Report each line of the material that contains the word "before".

[Saved data entries]
^^^^^^^^^^^^^^^^
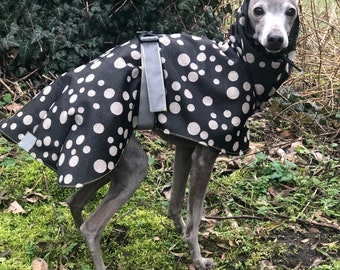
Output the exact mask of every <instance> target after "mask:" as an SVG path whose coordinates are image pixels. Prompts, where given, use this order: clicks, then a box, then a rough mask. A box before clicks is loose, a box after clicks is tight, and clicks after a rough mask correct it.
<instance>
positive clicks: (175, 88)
mask: <svg viewBox="0 0 340 270" xmlns="http://www.w3.org/2000/svg"><path fill="white" fill-rule="evenodd" d="M171 88H172V89H173V90H174V91H178V90H180V89H181V84H180V83H179V82H173V83H172V85H171Z"/></svg>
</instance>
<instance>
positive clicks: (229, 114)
mask: <svg viewBox="0 0 340 270" xmlns="http://www.w3.org/2000/svg"><path fill="white" fill-rule="evenodd" d="M223 115H224V117H225V118H230V117H231V111H229V110H225V111H224V112H223Z"/></svg>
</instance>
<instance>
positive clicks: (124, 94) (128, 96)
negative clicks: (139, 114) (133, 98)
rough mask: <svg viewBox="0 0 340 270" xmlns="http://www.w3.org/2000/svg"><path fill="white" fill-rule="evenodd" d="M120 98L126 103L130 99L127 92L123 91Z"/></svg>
mask: <svg viewBox="0 0 340 270" xmlns="http://www.w3.org/2000/svg"><path fill="white" fill-rule="evenodd" d="M122 97H123V99H124V100H125V101H128V100H129V99H130V94H129V93H128V92H127V91H124V92H123V95H122Z"/></svg>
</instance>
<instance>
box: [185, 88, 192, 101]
mask: <svg viewBox="0 0 340 270" xmlns="http://www.w3.org/2000/svg"><path fill="white" fill-rule="evenodd" d="M184 95H185V97H186V98H189V99H192V97H193V96H192V93H191V92H190V90H188V89H185V90H184Z"/></svg>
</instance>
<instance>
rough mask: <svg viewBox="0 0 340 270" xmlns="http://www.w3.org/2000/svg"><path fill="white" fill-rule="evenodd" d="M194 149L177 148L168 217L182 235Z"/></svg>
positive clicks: (184, 231) (192, 148) (175, 151)
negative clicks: (192, 156) (188, 185)
mask: <svg viewBox="0 0 340 270" xmlns="http://www.w3.org/2000/svg"><path fill="white" fill-rule="evenodd" d="M193 151H194V148H188V147H182V146H176V151H175V166H174V176H173V183H172V188H171V197H170V203H169V208H168V217H169V218H171V219H172V221H173V222H174V225H175V228H176V230H177V231H178V232H180V233H181V234H182V235H184V233H185V223H184V221H183V218H182V215H181V214H182V206H183V201H184V195H185V187H186V183H187V180H188V176H189V172H190V168H191V155H192V152H193Z"/></svg>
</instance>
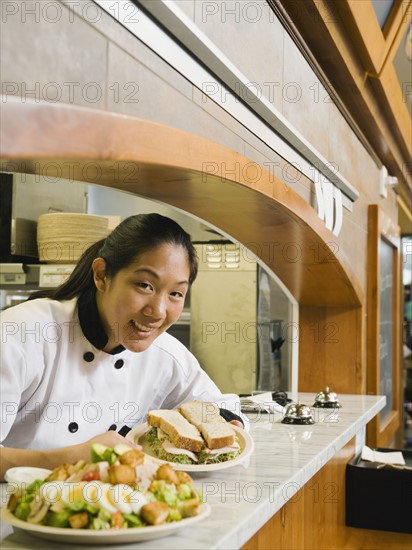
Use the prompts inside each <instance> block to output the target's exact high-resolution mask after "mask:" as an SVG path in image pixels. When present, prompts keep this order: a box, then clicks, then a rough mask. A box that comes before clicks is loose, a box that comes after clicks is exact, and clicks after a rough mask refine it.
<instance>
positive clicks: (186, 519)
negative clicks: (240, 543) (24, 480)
mask: <svg viewBox="0 0 412 550" xmlns="http://www.w3.org/2000/svg"><path fill="white" fill-rule="evenodd" d="M209 514H210V506H209V504H202V508H201V511H200V514H198V515H197V516H193V517H192V518H186V519H182V520H181V521H175V522H173V523H165V524H164V525H149V526H147V527H131V528H130V529H113V530H107V529H106V530H103V531H93V530H91V529H89V530H88V529H70V528H64V527H47V526H45V525H32V524H31V523H27V522H26V521H22V520H20V519H17V518H16V517H15V516H13V514H12V513H11V512H10V511H9V510H7V508H6V507H4V508H2V509H1V519H2V521H4V522H6V523H9V524H10V525H13V527H17V528H19V529H22V530H23V531H26V532H27V533H29V534H31V535H34V536H36V537H40V538H42V539H47V540H55V541H59V542H61V543H66V542H70V543H82V544H96V545H105V544H122V543H126V542H140V541H143V540H152V539H159V538H161V537H167V536H169V535H173V534H174V533H175V532H176V531H178V530H179V529H184V528H185V527H190V526H192V525H193V524H195V523H197V522H198V521H201V520H202V519H204V518H205V517H207V516H208V515H209Z"/></svg>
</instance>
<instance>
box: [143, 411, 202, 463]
mask: <svg viewBox="0 0 412 550" xmlns="http://www.w3.org/2000/svg"><path fill="white" fill-rule="evenodd" d="M147 421H148V423H149V424H150V426H153V427H155V428H160V429H161V430H162V431H163V432H165V433H166V434H167V435H168V436H169V437H170V440H171V441H172V443H174V445H176V447H179V448H180V449H186V450H188V451H193V452H195V453H198V452H199V451H201V450H202V449H203V448H204V446H205V442H204V440H203V438H202V436H201V435H200V433H199V430H198V429H197V428H196V427H195V426H194V425H193V424H191V423H190V422H188V421H187V420H186V418H185V417H184V416H182V415H181V414H180V413H179V411H176V410H167V409H158V410H153V411H149V412H148V414H147Z"/></svg>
^^^^^^^^^^^^^^^^
OUTPUT FOR THIS TASK:
Output the exact mask of every <instance> target after "mask:" as an SVG path whose coordinates are image pixels. Prompts, where given, use this order: clicks, then a box, then a rough mask. A box before clicks is loose, a box after clicks is tight, and clicks after a rough mask correct it.
Use the prompts inside each <instance> block to output the target's exact high-resolution mask after "mask:" as an SVG path in image pixels. When present, prompts keep this order: a box, then clicks, then a rough mask. A box that comes before clicks is loose, a box that comes after clicks is exact, and clicks after a rough mask refine it.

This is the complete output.